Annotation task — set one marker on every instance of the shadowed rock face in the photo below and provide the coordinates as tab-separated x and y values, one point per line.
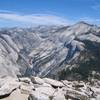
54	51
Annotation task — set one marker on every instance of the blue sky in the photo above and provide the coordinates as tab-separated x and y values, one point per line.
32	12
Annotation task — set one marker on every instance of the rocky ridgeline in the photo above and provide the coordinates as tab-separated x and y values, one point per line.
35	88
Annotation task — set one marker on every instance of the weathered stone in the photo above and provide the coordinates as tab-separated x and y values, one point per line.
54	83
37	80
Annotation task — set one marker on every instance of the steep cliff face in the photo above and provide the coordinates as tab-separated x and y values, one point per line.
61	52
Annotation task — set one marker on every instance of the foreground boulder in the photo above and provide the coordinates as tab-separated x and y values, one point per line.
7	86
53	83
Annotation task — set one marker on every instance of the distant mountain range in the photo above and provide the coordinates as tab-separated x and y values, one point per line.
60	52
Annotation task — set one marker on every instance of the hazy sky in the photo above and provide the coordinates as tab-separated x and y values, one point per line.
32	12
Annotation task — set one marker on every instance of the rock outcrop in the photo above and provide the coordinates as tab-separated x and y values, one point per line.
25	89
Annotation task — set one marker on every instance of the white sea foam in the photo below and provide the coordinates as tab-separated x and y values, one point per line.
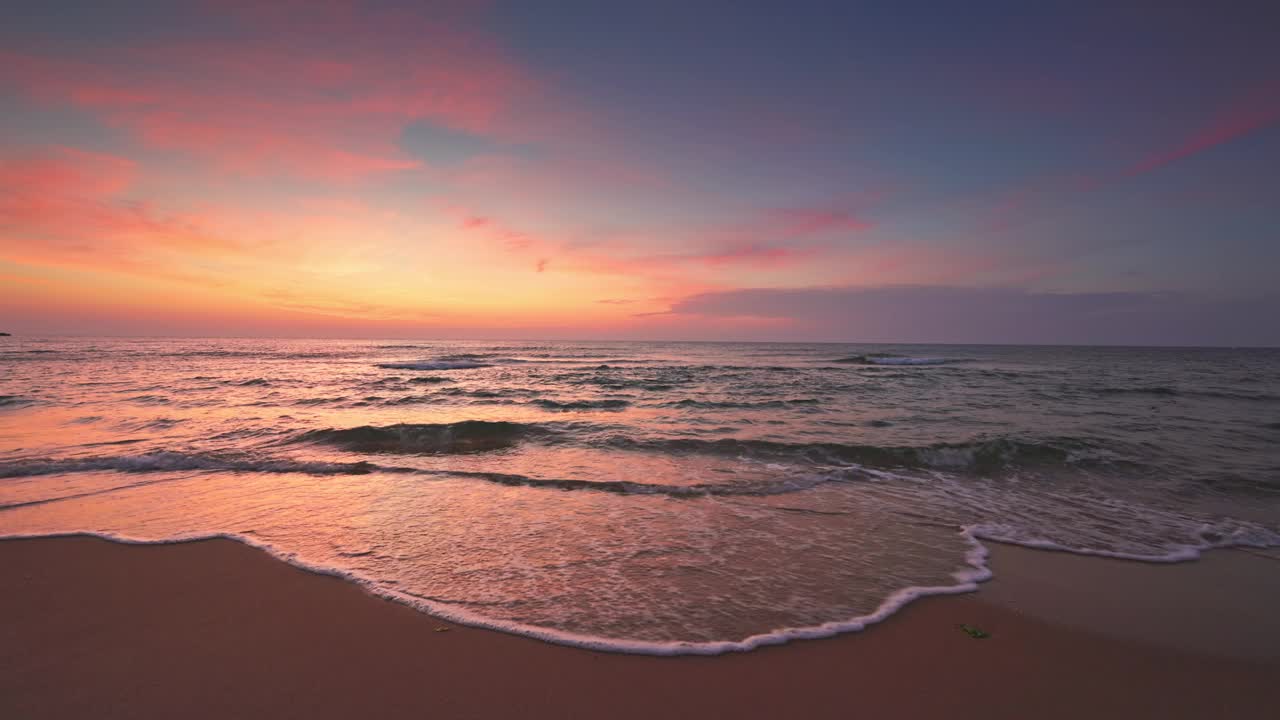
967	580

- - -

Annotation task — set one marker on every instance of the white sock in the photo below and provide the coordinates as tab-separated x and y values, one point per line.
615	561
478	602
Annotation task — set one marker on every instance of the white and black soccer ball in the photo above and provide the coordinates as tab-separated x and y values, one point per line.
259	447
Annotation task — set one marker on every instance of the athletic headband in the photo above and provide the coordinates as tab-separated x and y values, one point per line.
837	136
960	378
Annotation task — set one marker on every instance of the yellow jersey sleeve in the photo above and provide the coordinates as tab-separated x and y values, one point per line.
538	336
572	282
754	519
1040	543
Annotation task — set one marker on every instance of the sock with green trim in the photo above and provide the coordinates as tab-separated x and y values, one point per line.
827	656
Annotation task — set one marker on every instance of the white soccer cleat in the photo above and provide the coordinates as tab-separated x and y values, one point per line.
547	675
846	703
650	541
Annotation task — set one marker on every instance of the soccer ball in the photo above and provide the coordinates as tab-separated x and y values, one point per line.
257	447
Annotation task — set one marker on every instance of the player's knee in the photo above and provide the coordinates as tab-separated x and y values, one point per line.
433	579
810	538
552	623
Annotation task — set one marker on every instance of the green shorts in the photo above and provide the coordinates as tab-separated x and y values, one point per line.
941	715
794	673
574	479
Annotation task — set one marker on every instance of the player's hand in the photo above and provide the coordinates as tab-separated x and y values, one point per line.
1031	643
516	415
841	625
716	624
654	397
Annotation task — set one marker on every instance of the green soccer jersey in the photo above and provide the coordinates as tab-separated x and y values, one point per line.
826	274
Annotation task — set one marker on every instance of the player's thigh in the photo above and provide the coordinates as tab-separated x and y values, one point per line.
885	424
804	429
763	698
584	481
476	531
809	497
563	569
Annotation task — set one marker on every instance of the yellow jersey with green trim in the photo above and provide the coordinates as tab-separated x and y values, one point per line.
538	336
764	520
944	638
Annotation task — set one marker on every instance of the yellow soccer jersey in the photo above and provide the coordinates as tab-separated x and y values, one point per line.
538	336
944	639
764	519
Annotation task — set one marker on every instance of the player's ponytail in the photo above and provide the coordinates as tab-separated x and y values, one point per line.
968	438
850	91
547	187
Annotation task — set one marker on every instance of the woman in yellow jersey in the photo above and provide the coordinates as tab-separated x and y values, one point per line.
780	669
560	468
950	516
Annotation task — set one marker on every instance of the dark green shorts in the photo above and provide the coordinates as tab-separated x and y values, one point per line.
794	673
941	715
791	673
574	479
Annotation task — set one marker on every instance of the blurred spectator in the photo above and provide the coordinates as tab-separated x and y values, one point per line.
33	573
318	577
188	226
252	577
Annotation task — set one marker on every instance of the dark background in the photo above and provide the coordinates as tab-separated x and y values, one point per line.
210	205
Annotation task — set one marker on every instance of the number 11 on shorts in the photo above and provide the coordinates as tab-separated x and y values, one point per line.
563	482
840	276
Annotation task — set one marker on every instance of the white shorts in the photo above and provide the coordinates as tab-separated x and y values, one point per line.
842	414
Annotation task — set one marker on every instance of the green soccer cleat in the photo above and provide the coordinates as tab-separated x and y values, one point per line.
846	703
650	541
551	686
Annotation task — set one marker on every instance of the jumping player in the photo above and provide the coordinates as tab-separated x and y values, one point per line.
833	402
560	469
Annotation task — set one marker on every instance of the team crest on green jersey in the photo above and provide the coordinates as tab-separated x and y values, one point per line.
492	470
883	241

- - -

Copy out each line of the rows above that contains the string "woman". Matches must have the same case.

ANSWER BELOW:
Annotation task — set one marker on every instance of the woman in yellow jersey in the photo above and provide the coordinates as tab-separated x and y values, one point per line.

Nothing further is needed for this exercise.